Please copy out the lines below word for word, keeping every one of them.
•••••
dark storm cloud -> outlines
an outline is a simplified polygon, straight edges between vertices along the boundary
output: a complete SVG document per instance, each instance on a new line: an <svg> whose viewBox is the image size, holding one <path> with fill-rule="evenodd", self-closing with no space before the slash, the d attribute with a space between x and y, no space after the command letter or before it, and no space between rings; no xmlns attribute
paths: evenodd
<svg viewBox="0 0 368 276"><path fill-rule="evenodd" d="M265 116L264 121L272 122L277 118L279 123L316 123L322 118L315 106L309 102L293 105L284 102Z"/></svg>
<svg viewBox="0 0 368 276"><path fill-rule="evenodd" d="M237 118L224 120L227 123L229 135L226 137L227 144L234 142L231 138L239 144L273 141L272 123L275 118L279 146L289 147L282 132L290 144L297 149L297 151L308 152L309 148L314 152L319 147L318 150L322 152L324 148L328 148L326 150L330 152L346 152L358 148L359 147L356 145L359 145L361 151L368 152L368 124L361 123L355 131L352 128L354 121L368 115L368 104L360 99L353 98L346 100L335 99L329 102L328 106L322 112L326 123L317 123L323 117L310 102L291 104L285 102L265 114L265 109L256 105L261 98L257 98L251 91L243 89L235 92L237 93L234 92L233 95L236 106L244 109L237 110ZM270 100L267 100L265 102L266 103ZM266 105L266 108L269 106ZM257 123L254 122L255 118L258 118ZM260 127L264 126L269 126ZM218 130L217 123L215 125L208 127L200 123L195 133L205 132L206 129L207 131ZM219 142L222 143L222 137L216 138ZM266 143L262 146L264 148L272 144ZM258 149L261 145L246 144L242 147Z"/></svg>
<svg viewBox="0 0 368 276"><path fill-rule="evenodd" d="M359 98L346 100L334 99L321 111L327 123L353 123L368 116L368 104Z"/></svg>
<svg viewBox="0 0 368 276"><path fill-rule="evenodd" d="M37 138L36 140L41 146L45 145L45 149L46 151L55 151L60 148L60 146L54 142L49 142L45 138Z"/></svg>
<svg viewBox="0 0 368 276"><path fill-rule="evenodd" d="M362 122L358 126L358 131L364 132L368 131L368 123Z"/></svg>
•••••
_THE RESULT:_
dark storm cloud -> outlines
an outline is a simplified polygon, straight edges between vertices along the boundary
output: a complete SVG document per instance, each instance on a new line: an <svg> whose viewBox is the image size, holding one <path> with fill-rule="evenodd", self-closing with no space before the slash, the d attribute with a space between x and y, no space after the command letter or before it, and no space between rings; no xmlns attribute
paths: evenodd
<svg viewBox="0 0 368 276"><path fill-rule="evenodd" d="M265 116L264 121L272 122L277 118L279 123L316 123L322 118L315 106L309 102L293 105L284 102Z"/></svg>
<svg viewBox="0 0 368 276"><path fill-rule="evenodd" d="M237 118L224 120L227 123L229 135L226 137L227 144L234 142L231 138L239 144L273 141L272 123L275 118L279 146L289 147L282 132L290 144L297 149L297 151L308 152L309 148L314 152L319 147L318 150L322 152L324 148L328 148L326 150L330 152L346 152L358 148L359 147L356 145L359 145L361 151L368 152L368 124L361 123L355 131L352 128L354 121L368 115L368 104L360 99L353 98L346 100L335 99L329 102L328 106L322 112L326 123L317 123L323 117L310 102L291 104L285 102L265 114L265 109L256 105L261 98L257 98L251 91L243 89L235 92L237 93L234 92L233 95L236 106L244 109L237 110ZM270 100L267 100L265 102L266 103ZM266 105L266 108L269 106ZM257 123L254 122L255 118L258 118ZM260 127L264 126L269 126ZM218 130L217 123L215 125L208 127L200 123L195 133L205 132L206 129L207 131ZM219 142L222 143L222 137L216 138ZM266 143L262 146L264 148L272 144ZM258 149L261 145L246 144L242 147Z"/></svg>
<svg viewBox="0 0 368 276"><path fill-rule="evenodd" d="M359 98L346 100L334 99L321 111L327 123L353 123L368 116L368 104Z"/></svg>
<svg viewBox="0 0 368 276"><path fill-rule="evenodd" d="M37 138L36 140L41 146L45 145L45 149L46 151L55 151L60 148L60 146L54 142L49 142L45 138Z"/></svg>
<svg viewBox="0 0 368 276"><path fill-rule="evenodd" d="M362 122L358 126L358 131L364 132L368 131L368 123Z"/></svg>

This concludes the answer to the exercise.